**Reading text:**
Segment Open
# Interesting 20 gal tank with "sky high" nitrates



## gus1911 (Feb 2, 2008)

I've had fish, both fresh and salt, in ponds, aquariums and reef tanks with considerable success - except for the reef. We won't get into that here.

Right now I have a 20 gal, Damsel only tank, that has been an experiment for me for the past 5 years. It contains only 3 Damsels, and all fake corals for decoration, std strip light, and an undergravel filter. I use a power filter occasionally. The Damsels thrive, I have two Damsels that are approaching their 5th year. When I add new Damsels, and acclimate them as instructed, they adapt to the new water within a day.

Here's what's puzzling, and the point of my expermiment. I have not done a water change in 5 years. Replacement water for evaporation is all that I ever have added. My nitrates are sky high, immeasurable, and off the charts. My guess would be ppm in the high hundreds.

My simple questions is, how come I have no algae? Of any kind, and never have.


----------



## SeaSerpant (Dec 9, 2007)
Segment Closed
**What you need to do:**
Please carry on the damsel tank thread from the point where it stops. The rows have no connection to the damsel tank thread.

**Records provided:**
Segment Open
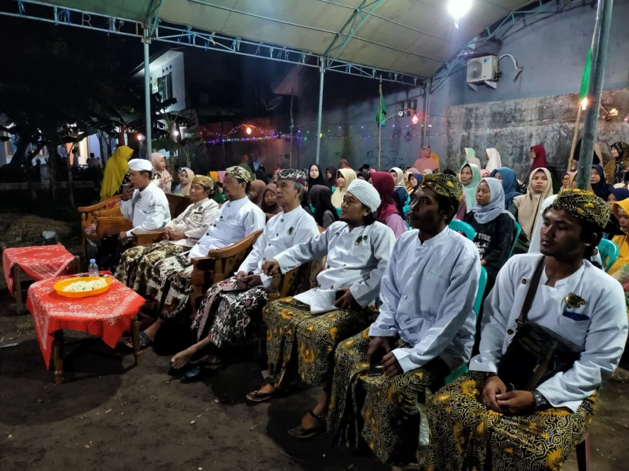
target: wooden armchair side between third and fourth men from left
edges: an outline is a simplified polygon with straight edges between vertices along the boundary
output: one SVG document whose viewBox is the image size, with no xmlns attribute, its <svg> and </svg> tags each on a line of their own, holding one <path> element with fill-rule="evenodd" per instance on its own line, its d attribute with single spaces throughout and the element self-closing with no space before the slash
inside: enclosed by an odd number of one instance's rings
<svg viewBox="0 0 629 471">
<path fill-rule="evenodd" d="M 256 230 L 245 239 L 210 251 L 207 257 L 192 259 L 190 304 L 193 313 L 196 313 L 201 299 L 205 296 L 205 292 L 210 289 L 210 286 L 229 278 L 240 267 L 260 234 L 262 234 L 262 230 Z"/>
</svg>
Segment Closed
**Your response:**
I had that thing too in my FW aquarium the nitrates were really high but no algea but once i added powerfuller lights algea is now growing alot more. Hop this helps.


----------



## gus1911 (Feb 2, 2008)

I tried this identical experiment with fresh water fish. Same tank, same lighting, no water changes. few easy-keeping fish - all the same rules. I had enormous algae growth. It got so bad, I had to tear the tank down.

That's when I tried the same setup with salt. It's a totally different outcome and the only variable in the whole setup is salt water instead of fresh water.

I think I'll just leave well enough alone. Maybe add 2 more easy keepers and continue the experiment.


----------



## SeaSerpant (Dec 9, 2007)

you'll soon enough find out why.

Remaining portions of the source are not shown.